My brother was 2 1/2 years older than me and was a typical big brother. He pretty much let me follow him from one place to the other and even rode me on the handlebars of his bike in he summer so we could go to the Shell swimming pool together. Those were the fun days. We played together, ate together, traveled to family events together and were very close.
And then the teen years came and we began to drift apart. He developed interests that I was not included in and I was living in my own world by then. We would sometimes go together to the weekly sock hops and to the ice cream parlor on Friday nights, but we seldom came home together.
In 1957 my mother remarried and she, my stepdad and my brother and I moved away from our childhood home and into a new home in Metairie, La. I was in the 10th grade and my brother went off to college.
While still in college he got married and he moved to Baton Rouge. We really went separate ways then. I remember thinking often that he was an alien and I did not know who he was anymore.
I think we both had changed a lot by then and were definitely pursuing different goals and had different lifestyles. He had gotten his degree from LSU and was making good money and living a lifestyle that was not familiar to me. I would sometimes visit him but seldom felt comfortable around him anymore.

# EXERCISE BRIEF
Can you return, word for word, the part of the memoir about the brother that begins at "And then the" and stops after "off to college."? You won't need the data that comes after this memoir about the brother.

(Collected data)
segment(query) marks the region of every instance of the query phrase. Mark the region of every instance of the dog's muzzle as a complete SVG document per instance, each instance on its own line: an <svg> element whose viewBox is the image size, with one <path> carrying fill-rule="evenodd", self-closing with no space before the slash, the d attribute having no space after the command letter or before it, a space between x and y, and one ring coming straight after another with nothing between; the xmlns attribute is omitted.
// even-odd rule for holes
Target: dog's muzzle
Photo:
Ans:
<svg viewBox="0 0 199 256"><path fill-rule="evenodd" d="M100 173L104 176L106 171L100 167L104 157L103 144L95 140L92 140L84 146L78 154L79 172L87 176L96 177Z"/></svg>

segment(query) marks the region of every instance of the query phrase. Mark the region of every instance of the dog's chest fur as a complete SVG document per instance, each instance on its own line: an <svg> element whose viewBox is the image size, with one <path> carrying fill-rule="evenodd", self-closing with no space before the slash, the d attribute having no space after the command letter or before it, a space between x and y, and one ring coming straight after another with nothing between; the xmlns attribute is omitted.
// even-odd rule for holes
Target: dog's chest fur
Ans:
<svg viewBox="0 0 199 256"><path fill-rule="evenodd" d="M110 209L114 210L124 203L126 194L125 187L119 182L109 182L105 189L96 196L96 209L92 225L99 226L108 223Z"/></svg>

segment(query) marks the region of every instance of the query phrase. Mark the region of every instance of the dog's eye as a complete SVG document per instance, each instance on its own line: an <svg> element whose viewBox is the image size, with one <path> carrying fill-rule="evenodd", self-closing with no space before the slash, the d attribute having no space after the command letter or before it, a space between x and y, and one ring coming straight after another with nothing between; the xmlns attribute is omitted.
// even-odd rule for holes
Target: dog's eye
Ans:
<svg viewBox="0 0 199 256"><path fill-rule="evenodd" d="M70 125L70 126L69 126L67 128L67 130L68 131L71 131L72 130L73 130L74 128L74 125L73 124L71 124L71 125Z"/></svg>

# TASK RESPONSE
And then the teen years came and we began to drift apart. He developed interests that I was not included in and I was living in my own world by then. We would sometimes go together to the weekly sock hops and to the ice cream parlor on Friday nights, but we seldom came home together.
In 1957 my mother remarried and she, my stepdad and my brother and I moved away from our childhood home and into a new home in Metairie, La. I was in the 10th grade and my brother went off to college.